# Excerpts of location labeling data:
-- Begin --

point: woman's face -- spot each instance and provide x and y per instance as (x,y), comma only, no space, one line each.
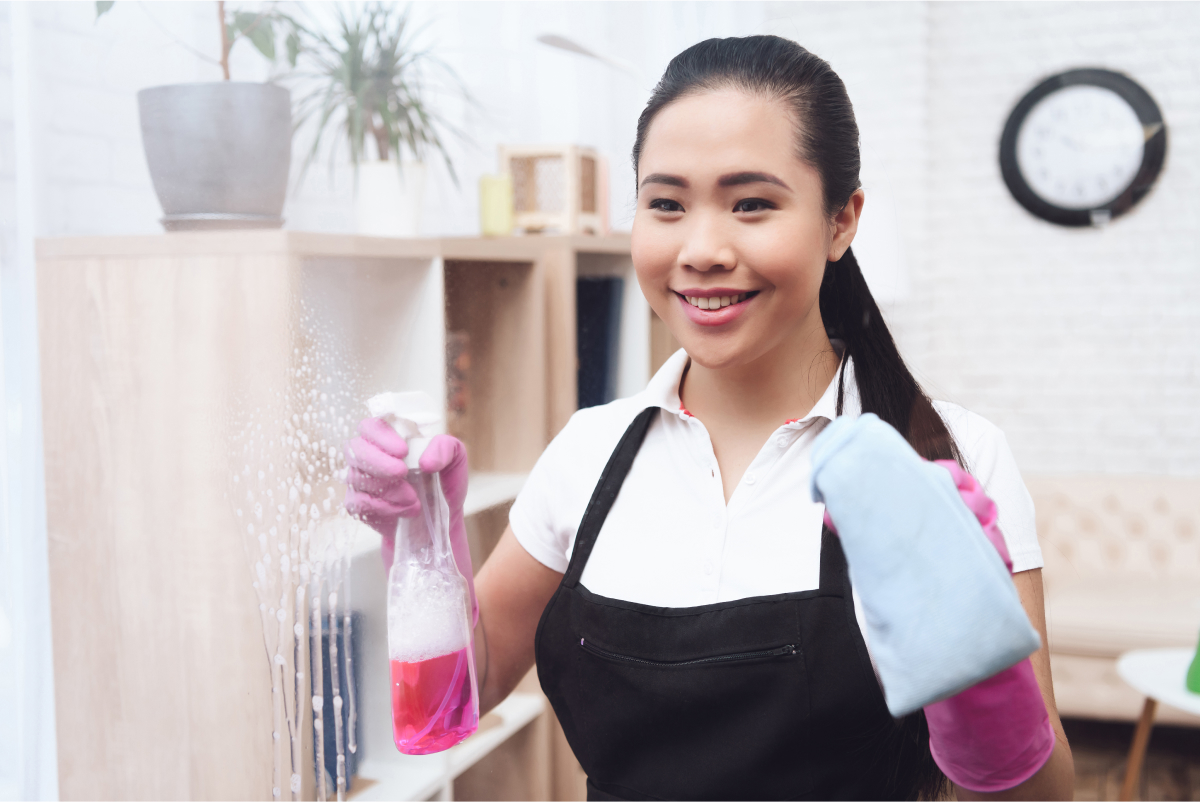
(730,237)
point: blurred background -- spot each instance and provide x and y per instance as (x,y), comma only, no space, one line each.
(1081,343)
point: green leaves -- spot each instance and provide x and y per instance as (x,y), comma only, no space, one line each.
(258,28)
(371,82)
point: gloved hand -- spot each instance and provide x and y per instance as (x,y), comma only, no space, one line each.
(378,495)
(940,608)
(996,734)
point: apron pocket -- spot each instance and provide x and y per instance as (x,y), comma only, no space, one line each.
(721,726)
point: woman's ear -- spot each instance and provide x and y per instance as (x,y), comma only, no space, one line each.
(845,226)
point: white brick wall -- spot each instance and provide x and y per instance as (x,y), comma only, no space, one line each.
(1081,345)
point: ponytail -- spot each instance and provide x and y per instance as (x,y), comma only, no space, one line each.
(885,384)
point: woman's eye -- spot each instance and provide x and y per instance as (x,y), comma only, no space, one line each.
(753,204)
(665,204)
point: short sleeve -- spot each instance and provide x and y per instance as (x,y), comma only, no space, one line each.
(546,513)
(991,462)
(537,516)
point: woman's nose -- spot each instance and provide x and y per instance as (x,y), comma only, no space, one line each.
(707,247)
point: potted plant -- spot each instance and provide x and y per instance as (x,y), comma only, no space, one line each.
(219,153)
(367,85)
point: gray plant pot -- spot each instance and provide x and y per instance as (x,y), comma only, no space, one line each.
(219,153)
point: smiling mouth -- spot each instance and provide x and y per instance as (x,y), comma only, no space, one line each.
(718,301)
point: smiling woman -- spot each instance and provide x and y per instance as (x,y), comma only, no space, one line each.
(694,623)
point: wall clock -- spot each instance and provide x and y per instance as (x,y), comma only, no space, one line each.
(1083,147)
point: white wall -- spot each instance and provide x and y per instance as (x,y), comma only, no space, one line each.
(1081,345)
(1084,346)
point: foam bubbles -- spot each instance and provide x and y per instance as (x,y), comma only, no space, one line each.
(426,617)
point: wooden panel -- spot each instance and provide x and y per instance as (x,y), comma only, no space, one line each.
(501,307)
(557,269)
(162,689)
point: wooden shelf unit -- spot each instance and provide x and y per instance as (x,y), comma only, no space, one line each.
(157,641)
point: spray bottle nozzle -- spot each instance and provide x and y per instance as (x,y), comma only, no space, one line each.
(414,416)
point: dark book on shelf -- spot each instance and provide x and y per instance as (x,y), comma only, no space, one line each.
(598,336)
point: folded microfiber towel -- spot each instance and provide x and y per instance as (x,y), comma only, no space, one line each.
(940,606)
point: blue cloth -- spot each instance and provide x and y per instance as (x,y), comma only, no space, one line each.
(940,606)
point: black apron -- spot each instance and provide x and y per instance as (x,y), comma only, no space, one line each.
(767,698)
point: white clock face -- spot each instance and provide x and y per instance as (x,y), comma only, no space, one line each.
(1080,147)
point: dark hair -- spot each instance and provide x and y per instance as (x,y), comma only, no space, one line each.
(827,139)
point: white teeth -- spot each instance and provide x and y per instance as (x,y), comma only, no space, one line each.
(715,303)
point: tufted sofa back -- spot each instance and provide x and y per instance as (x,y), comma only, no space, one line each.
(1108,526)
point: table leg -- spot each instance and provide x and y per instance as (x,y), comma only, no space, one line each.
(1138,749)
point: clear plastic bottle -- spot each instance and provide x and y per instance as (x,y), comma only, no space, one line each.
(435,694)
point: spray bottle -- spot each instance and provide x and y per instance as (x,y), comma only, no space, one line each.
(435,694)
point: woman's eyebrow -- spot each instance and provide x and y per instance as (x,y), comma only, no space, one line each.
(737,179)
(663,178)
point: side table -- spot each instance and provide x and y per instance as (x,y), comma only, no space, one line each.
(1158,674)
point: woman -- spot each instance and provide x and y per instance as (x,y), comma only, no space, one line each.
(691,620)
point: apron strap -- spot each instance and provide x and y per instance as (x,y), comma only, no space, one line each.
(605,494)
(834,573)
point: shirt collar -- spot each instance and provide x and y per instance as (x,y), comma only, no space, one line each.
(664,391)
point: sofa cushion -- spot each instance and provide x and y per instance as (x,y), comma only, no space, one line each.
(1107,616)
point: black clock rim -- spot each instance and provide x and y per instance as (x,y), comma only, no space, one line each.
(1153,153)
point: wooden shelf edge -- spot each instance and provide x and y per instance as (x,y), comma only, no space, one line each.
(408,777)
(322,244)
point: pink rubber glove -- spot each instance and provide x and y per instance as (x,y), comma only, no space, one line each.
(996,734)
(378,495)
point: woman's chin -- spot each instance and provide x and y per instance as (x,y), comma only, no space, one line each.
(717,355)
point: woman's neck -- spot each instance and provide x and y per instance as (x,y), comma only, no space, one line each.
(784,383)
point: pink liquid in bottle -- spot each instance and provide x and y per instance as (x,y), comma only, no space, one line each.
(432,704)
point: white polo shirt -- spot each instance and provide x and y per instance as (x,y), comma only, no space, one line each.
(671,540)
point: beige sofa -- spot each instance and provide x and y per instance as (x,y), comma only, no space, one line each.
(1122,570)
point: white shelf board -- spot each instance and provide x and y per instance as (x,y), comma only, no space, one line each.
(419,777)
(486,490)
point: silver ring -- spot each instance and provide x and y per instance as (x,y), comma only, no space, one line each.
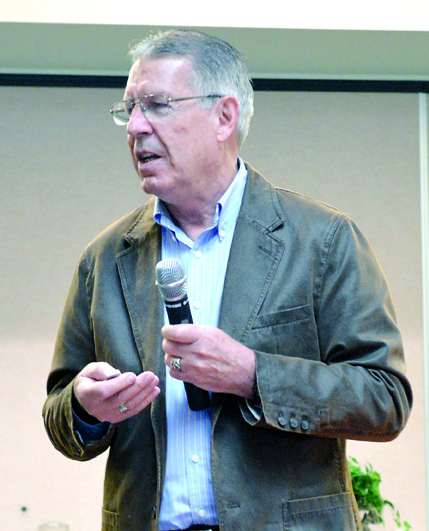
(175,363)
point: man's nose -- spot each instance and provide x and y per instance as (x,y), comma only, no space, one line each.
(138,123)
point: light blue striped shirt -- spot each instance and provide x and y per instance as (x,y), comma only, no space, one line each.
(188,496)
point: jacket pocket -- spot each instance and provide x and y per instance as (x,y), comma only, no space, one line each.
(290,332)
(324,513)
(110,520)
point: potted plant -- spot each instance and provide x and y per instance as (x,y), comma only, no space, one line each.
(366,487)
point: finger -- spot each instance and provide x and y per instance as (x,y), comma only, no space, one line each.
(182,333)
(133,400)
(143,386)
(99,371)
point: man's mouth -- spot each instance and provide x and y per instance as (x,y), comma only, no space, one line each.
(146,157)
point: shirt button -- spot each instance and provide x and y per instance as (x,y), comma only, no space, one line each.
(282,420)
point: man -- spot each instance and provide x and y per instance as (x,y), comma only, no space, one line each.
(293,336)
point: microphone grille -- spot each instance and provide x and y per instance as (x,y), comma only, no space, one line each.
(171,279)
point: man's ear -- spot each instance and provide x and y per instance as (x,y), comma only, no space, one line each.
(228,111)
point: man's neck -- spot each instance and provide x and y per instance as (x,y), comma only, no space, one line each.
(198,214)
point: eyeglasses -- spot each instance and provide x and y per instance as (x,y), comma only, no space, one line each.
(152,105)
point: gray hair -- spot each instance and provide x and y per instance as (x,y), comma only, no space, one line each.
(217,66)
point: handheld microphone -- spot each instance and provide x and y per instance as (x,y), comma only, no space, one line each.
(172,285)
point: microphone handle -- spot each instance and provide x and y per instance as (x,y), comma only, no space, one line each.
(179,313)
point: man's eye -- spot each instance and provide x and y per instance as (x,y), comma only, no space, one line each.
(159,107)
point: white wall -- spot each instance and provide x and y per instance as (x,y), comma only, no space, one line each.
(65,174)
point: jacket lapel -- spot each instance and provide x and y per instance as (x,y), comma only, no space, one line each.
(254,256)
(136,267)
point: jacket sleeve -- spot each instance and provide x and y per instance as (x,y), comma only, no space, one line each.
(74,349)
(357,388)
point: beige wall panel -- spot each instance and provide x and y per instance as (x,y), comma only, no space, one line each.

-- End --

# What is expected:
Reproduce all the entries that precede this task, word for word, minus any pictures.

# Exercise solution:
point: woman's face -- spot each instance and provide x and y per instance as (x,y), comma only, no space, one line each.
(730,237)
point: blurred background -- spot each instance and provide x and y per instance as (x,y), comma only, no space, one line each.
(1081,343)
point: green leaves -- spot each instance and provide x and y per instance as (x,y), comma only, no space, one line each.
(258,28)
(371,82)
point: gloved hand -- spot each instance and provide x and y per instance as (x,y), comma only, no space, one line each.
(378,495)
(940,608)
(996,734)
point: apron pocket -- spot each instance and provide x and y per instance as (x,y), comma only, no space, one line each.
(721,726)
point: woman's ear -- spot each instance and provide x and y per instance as (x,y), comma only, no space, one line each.
(845,226)
point: white brick wall -- spot each instance and provide x and y per instance as (x,y), comma only, no space, one line each.
(1081,345)
point: ponytail -- spot each instance and provide x and y per instance as (x,y), comma only, no space, one line each.
(885,384)
point: woman's eye -- spot each instance and provide x and y per instance as (x,y), comma only, no space, one line each.
(753,204)
(665,204)
point: short sleeve -- spot each instance and provide x and y per instance as (x,y), comma only, no space, one line each.
(546,513)
(991,462)
(537,516)
point: woman's nose -- spot each instance and provide x and y per instance as (x,y), comma only, no space, one line each.
(707,247)
point: potted plant -- spot each instance and provide x and y per instance as (x,y), comma only, no space, one line each.
(219,153)
(367,85)
point: gray plant pot -- spot each instance and provide x and y per instance as (x,y), comma only, no space, one line each.
(219,153)
point: smiling mouth -- spot each instance and provide x and y per instance as (x,y), comma only, no space, one line each.
(718,301)
point: smiling woman -- spot each instance and provide x and y per instance as (x,y), comma only, no space, one line each.
(694,623)
point: wall clock -- spot each instance and provide x and y per instance as (x,y), comma only, no space, one line each.
(1083,147)
point: white wall -- spot each instance and provide x and y per instance as (x,y), comma only, no space, one line each.
(1081,345)
(1084,346)
point: foam bubbles -- spot each instance and provide x and y per instance as (x,y), comma only, no space, one line each.
(426,617)
point: wooden panel -- spot each instance and provide x and y per instance as (x,y), comma only, no space, one line each.
(501,307)
(557,269)
(162,689)
point: wooden shelf unit -- spot each instance and provide x and y per instance as (x,y), comma only, no space, one line each.
(157,641)
point: spray bottle nozzle -- spot each instance and provide x and y per instance as (x,y), comma only, no space, one line each.
(414,416)
point: dark book on shelf -- spot each instance and provide x and y per instance as (x,y), comma only, no space, one line each.
(598,336)
point: folded microfiber towel -- spot each instance and provide x and y per instance as (x,y), comma only, no space, one line each.
(940,606)
point: blue cloth -- spot each instance and provide x and y per instance as (x,y), comma only, no space, one line each.
(940,606)
point: black apron -- spot each instance and provide x and y per instance as (x,y), comma only, no space, one line each.
(767,698)
point: white clock face -- spot each instance and provide x and y per instance as (x,y), comma only, no space, one line each.
(1080,147)
point: dark hair -- spot each instance and provide x and y per instance as (x,y), comma only, no space, one line each.
(827,139)
point: white teeth -- spot each instance and provide x and y per instance as (x,y), comma only, no space, one line each.
(715,303)
point: tufted sofa back -- spot each instance and provide x and y per instance as (x,y), comma only, no space, one line each.
(1108,526)
point: table leg -- spot each instance and provide x and y per instance as (x,y), comma only, no space, one line each.
(1138,749)
point: clear plastic bottle -- spot each instance and provide x and y per instance as (x,y), comma only, no space, one line each.
(435,694)
point: spray bottle -- spot each instance and provide x and y per instance as (x,y), comma only, no space, one line each.
(435,694)
point: woman's eyebrow -- spot each instance and provide x and y per instance as (x,y), comma only, no space, one line each.
(737,179)
(663,178)
point: side table -- spot each instance and provide x and y per instance as (x,y), comma only, no space, one line each.
(1158,674)
point: woman -- spot each instance and provide x and y per instance as (x,y), comma only, no space, one line each.
(691,620)
point: apron strap -- spot each instance and provide x and y per instance as (x,y), comma only, no space, one line each.
(605,494)
(834,573)
point: shirt collar -- spot each instance and provide x and y per instance as (x,y), comma only, no space, one line each.
(664,391)
point: sofa cushion -- spot each instance and provide x and y per instance as (x,y), comma only, no space, one line each.
(1107,616)
point: black clock rim -- spot each instance and provide x and y per instance as (x,y), comma only, no space, one line each.
(1153,153)
point: wooden shelf edge -- spot each instance and provide x and y per instance as (x,y), comma only, no space, one line each.
(408,777)
(322,244)
point: pink rubber glove -- spot each instance and provide x and y per instance as (x,y), comma only, no space, one line each.
(996,734)
(378,495)
point: woman's chin -- spot each instance and provide x and y per instance as (x,y), comma only, no space, one line each.
(717,355)
point: woman's neck -- spot each instance and provide x and y per instance as (x,y), comma only, no space, one line each.
(784,383)
point: pink liquid in bottle -- spot each instance and provide x and y per instance as (x,y), comma only, no space, one line each.
(432,704)
point: white polo shirt -- spot each instance and provide x and y per instance as (x,y), comma only, no space, one line each.
(671,540)
point: beige sofa -- spot each instance and provide x and y per instance as (x,y), comma only, no space, one line each.
(1122,570)
point: white shelf board -- spot each instance and provide x and y per instance as (x,y), comma only, no space, one line each.
(419,777)
(486,490)
point: silver ring -- spot each instance and provide x and y per instance as (x,y), comma only, no space, one line each.
(175,363)
point: man's nose -- spot each instance and provide x and y per instance as (x,y), comma only, no space, one line each.
(138,123)
point: light blue striped shirt -- spot each instance and provide x and y per instance as (x,y), comma only, no space, one line each.
(188,496)
point: jacket pocket -- spot each instance and provide x and y per instance as (x,y), comma only, no space, one line each.
(290,332)
(324,513)
(110,520)
point: potted plant -- spot each instance and provide x and y per instance as (x,y), comma only, no space, one line each.
(366,487)
point: finger -- spot each instance and provide x and y per instance as (x,y), comma only, no space, one line each.
(182,333)
(133,400)
(143,386)
(99,371)
point: man's mouth -- spot each instance and provide x and y per instance as (x,y), comma only, no space, one line each.
(146,157)
point: shirt button -- spot each instance and provide x and y per instance as (x,y), comma only, no space, one line each.
(282,420)
point: man -- spot each instance and provide x and y per instance as (x,y), comma only, no space, one line each.
(293,336)
point: microphone grille -- spot each instance and provide x and y per instance as (x,y), comma only, no space, one line each.
(171,279)
point: man's ear -- spot each instance and provide x and y per instance as (x,y), comma only, no space, one line each.
(228,111)
point: man's neck -- spot each instance and provide x and y per instance as (x,y), comma only, no space, one line each.
(198,214)
point: eyeglasses -- spot each instance and provide x and y per instance as (x,y), comma only, no space, one line each.
(152,105)
point: gray hair -- spot each instance and provide x and y per instance as (x,y), comma only, no space, one line each.
(217,66)
point: handheld microphone -- spot each instance and provide x and y per instance as (x,y), comma only, no space, one line each.
(172,285)
point: microphone handle -- spot each instance and provide x and y per instance as (x,y), comma only, no space, one line each.
(179,313)
point: man's eye -- spot each instance and provide x and y per instance as (x,y), comma only, no space, one line each.
(159,107)
point: white wall -- spot each instance and provide x and y per instance as (x,y), comma only, no space, one line each.
(65,174)
point: jacket lapel -- spot each instance and provide x and y per instance as (x,y), comma only, no space, one line each.
(254,256)
(136,267)
point: jacket sleeve -- spot each instance and provide x and y per instance as (x,y), comma only, no space, one line each.
(74,349)
(357,388)
point: beige wall panel -- spot each instance and provide x and y per instance as (x,y), comma only, no space, one line each.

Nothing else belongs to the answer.